* **READING PASSAGE**:
§ §
Interview: David Gittlin
I liked the idea in Scarlet Ambrosia that there was a workable cure for vampirism. How did you come across this idea and why was it important in the story?
I wanted Devon to have the possibility of reversing his condition because he didn’t choose to become a vampire. He has three major conflicts to resolve in the story. One of these conflicts involves his relationship to his parents and his business partner and friend, Nadine Van Zandt. If he fails to find a cure, these relationships will be seriously compromised or worse; lost entirely. The stakes keep getting higher as the story unfolds. If Devon fails in his struggle against Egon Schiller, Devon has a lot more to lose than his small circle of friends and remaining family members.
Devon is an accountant in the book. How does this play into his characters’ development and your writing for his character?
§ §
* **AVAILABLE DATA**:

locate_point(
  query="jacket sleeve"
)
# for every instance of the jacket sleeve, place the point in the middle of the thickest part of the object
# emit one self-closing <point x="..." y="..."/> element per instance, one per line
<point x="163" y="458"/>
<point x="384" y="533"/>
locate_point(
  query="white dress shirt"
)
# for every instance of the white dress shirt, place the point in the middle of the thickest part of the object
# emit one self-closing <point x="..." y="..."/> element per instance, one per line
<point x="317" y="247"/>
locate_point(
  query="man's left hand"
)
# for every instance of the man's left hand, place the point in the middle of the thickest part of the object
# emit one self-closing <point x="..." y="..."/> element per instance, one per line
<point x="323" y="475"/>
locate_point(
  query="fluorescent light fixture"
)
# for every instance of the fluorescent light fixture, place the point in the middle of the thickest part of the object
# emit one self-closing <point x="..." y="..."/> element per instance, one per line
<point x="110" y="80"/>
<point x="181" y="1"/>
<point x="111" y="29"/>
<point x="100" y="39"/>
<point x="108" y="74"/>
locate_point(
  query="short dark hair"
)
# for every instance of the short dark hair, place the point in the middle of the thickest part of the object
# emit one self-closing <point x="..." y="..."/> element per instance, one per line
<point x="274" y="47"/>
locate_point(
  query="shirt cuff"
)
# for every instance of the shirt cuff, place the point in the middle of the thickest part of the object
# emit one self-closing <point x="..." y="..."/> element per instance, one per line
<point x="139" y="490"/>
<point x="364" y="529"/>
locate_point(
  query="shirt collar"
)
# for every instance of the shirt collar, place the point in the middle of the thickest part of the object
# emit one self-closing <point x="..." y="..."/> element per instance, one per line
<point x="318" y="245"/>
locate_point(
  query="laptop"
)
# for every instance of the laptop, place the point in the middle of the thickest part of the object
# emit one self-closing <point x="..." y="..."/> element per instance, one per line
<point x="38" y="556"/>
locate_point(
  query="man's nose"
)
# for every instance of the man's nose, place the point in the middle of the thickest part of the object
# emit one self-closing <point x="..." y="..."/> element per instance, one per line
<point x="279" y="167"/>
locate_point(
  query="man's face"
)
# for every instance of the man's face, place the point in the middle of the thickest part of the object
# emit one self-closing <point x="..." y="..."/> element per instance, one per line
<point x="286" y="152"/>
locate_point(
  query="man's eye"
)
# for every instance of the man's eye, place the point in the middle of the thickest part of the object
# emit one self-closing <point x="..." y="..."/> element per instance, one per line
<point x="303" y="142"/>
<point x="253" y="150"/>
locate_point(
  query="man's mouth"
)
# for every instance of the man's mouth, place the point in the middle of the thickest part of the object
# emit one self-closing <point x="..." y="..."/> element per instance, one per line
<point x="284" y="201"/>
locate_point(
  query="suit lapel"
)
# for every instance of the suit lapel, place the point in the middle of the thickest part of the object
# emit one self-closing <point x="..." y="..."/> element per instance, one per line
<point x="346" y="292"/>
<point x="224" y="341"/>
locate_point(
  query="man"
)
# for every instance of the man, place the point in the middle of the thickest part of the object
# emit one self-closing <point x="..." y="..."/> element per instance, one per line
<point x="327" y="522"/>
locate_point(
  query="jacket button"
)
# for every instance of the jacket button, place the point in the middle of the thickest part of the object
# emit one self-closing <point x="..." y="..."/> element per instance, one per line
§ §
* **TASK REQUIREMENTS**:
1. Answer these from the interview:
(a) What is the title of the book being discussed?
(b) Who is Devon's business partner and friend?
(c) What is Devon's occupation in the book?
2. Please retype the interview passage starting at "I wanted Devon" and ending at "for his character?".
The material above comes from a different source than the interview.

* **SOLUTIONS BELOW**:
1.
(a) Scarlet Ambrosia
(b) Nadine Van Zandt
(c) He is an accountant.

2.
I wanted Devon to have the possibility of reversing his condition because he didn’t choose to become a vampire. He has three major conflicts to resolve in the story. One of these conflicts involves his relationship to his parents and his business partner and friend, Nadine Van Zandt. If he fails to find a cure, these relationships will be seriously compromised or worse; lost entirely. The stakes keep getting higher as the story unfolds. If Devon fails in his struggle against Egon Schiller, Devon has a lot more to lose than his small circle of friends and remaining family members.
Devon is an accountant in the book. How does this play into his characters’ development and your writing for his character?